§ Opdrachten
**a.** Schrijf uit de toespraak over het Jaar van de Ruimte letterlijk het stuk over dat opent met de woorden waarin "Ik doe daar" staat en sluit met "ook voor bedoeld.".
**b.** Zet de toespraak over het Jaar van de Ruimte voort vanaf het punt waar die ophoudt.

§ Tekstgedeelte
====================
Toespraak van Minister Schultz van Haegen bij de opening van het Jaar van de Ruimte
Toespraak van Minister Schultz van Haegen (IenM) bij de opening van het Jaar van de Ruimte op 15 januari 2015 in Amsterdam.
Dames en heren,
Elke week een miljoen kijkers: zó populair was het tv-programma Nederland van Boven. Een programma met prachtige beelden en interessante inkijkjes in de manier waarop Nederland is gemaakt. Dat er zoveel mensen naar kijken, zegt iets over de betrokkenheid van Nederlanders bij hun leefomgeving. En het is goed om daar dan ook eens een jaar lang expliciet bij stil te staan: het Jaar van de Ruimte.
Vandaag wil ik u twee dingen meegeven:
Ik wil u niet vertellen wat we allemaal al doen.Maar ik wil u wel een beeld schetsen. Wat zou er in onze Ruimte kunnen gebeuren. Niet uitputtend, maar in twee voorbeelden. En ik wil u daarna vertellen hoe ik meedoe aan dit jaar.
Maar ik begin met een kleine waarschuwing: want een gesprek over de toekomst van ons land is heel goed en nuttig. Maar er schuilt ook een gevaar in: en dat is dat het een onderonsje wordt van mensen die toch al met Ruimte bezig zijn. U vormt een redelijk homogene groep van ontwerpers, architecten, RO-bestuurders. Maar hoe bereiken we met dit Jaar de rest van Nederland?
Het Jaar van de Ruimte moet concrete resultaten opleveren, die Nederland verder helpen. Niet alleen onderzoek naar krimp, verstedelijking en Smart Cities, maar juist ook concrete projecten. Die ons nieuwe inzichten geven en ruimte voor ontwikkeling bieden.
Ik doe daar zelf ook graag aan mee. En daarom wil ik u meenemen naar de toekomst van onze 'ruimte'. We hebben daar allemaal wel ideeën bij en dat maakt het leuk om erover te spreken. Maar uiteindelijk weten we niet precies wat er gaat gebeuren. Gelukkig kunnen we de toekomst wel verkennen; en daar is dit jaar ook voor bedoeld.
====================
§ Materiaal
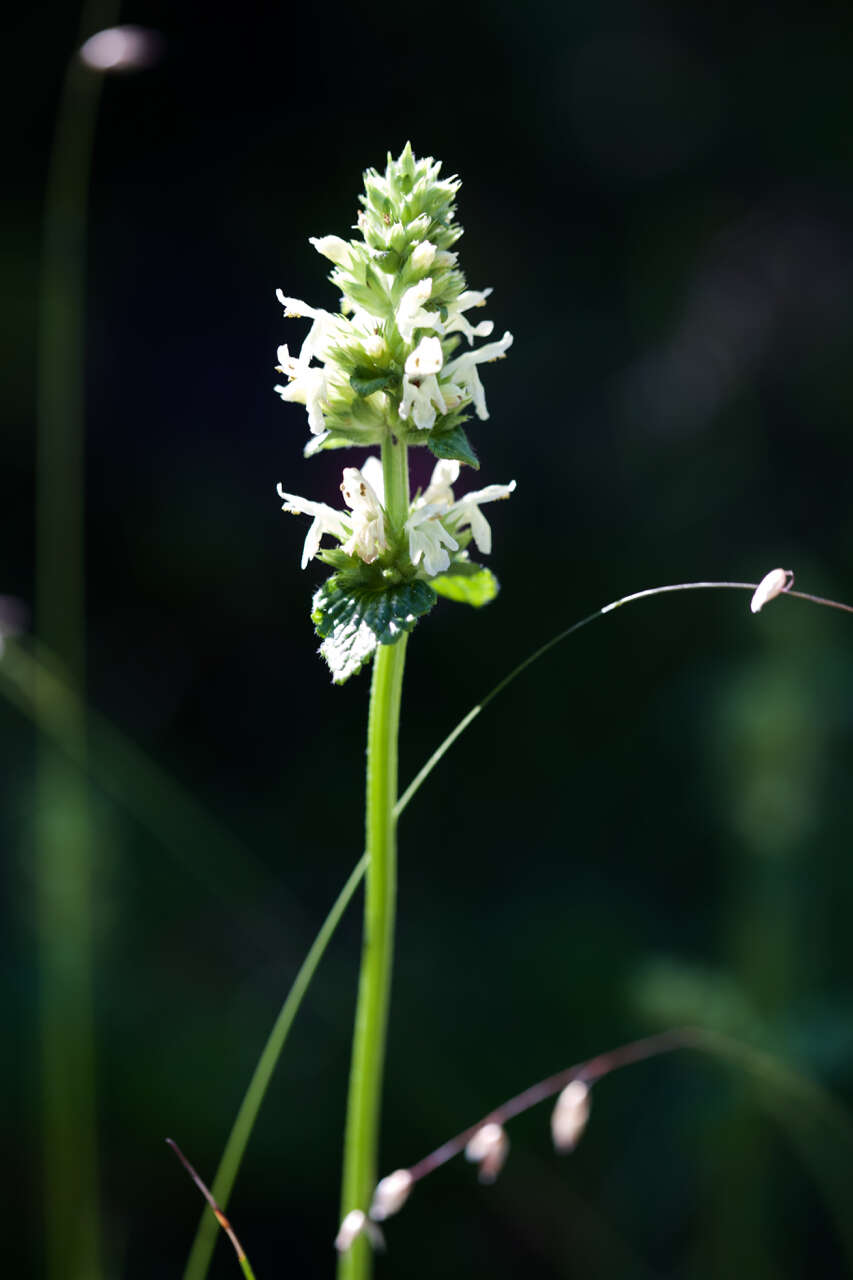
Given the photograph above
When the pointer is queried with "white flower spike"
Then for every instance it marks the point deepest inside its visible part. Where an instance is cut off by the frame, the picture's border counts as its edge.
(771, 585)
====================
§ Uitkomsten
**a.**
Ik doe daar zelf ook graag aan mee. En daarom wil ik u meenemen naar de toekomst van onze 'ruimte'. We hebben daar allemaal wel ideeën bij en dat maakt het leuk om erover te spreken. Maar uiteindelijk weten we niet precies wat er gaat gebeuren. Gelukkig kunnen we de toekomst wel verkennen; en daar is dit jaar ook voor bedoeld.

**b.**
Mijn eerste aandachtspunt is het verkeer. U ziet hier zomaar een straat in een stad. Nu al worden systemen aan elkaar gekoppeld, die ons vervoer slimmer maken. En ik denk dat we straks werkelijk alle informatie in een oogopslag uitwisselen: OV-voorzieningen, de navigatie van je zelfrijdende auto, fietsvoorzieningen, je hardloop-app: allemaal gekoppeld.
Maar ook het vervoer van goederen verandert. Snelle, kleinschalige distributie, drones of via buisleidingen. En ook daar worden datastromen straks gekoppeld. Als al die systemen met elkaar communiceren, maakt dat meer vloeiend verkeer mogelijk. Daar richt je ook de straat op in.
Parkeren hoeft niet meer overal. Je kunt maximumsnelheden flexibel regelen. En dus kun je de buitenruimte in de stad veel beter inrichten. Ruimte voor groen, combineren van functies. De bushalte als on-demand vervoersbalie.
In Zoetermeer liggen de lussen nu al in de weg om die verkeersafwikkeling beter te regelen. In Assen doen we al proeven met volledig verkeersmanagement in het centrum. En in Amsterdam werken we ook al aan een praktijkproef. Dat betekent vervolgens dat je als beheerder de stad ook flexibeler kunt 'regelen', via een dashboard. Meteen alle info over stromen in de stad beschikbaar, je houdt rekening met het weer en kunt het verkeer razendsnel aanpassen omdat de CO2-uitstoot te hoog is. Je kunt daarmee actiever en flexibeler inspelen op de situatie. Een algemeen verbod kan, maar is natuurlijk helemaal niet creatief.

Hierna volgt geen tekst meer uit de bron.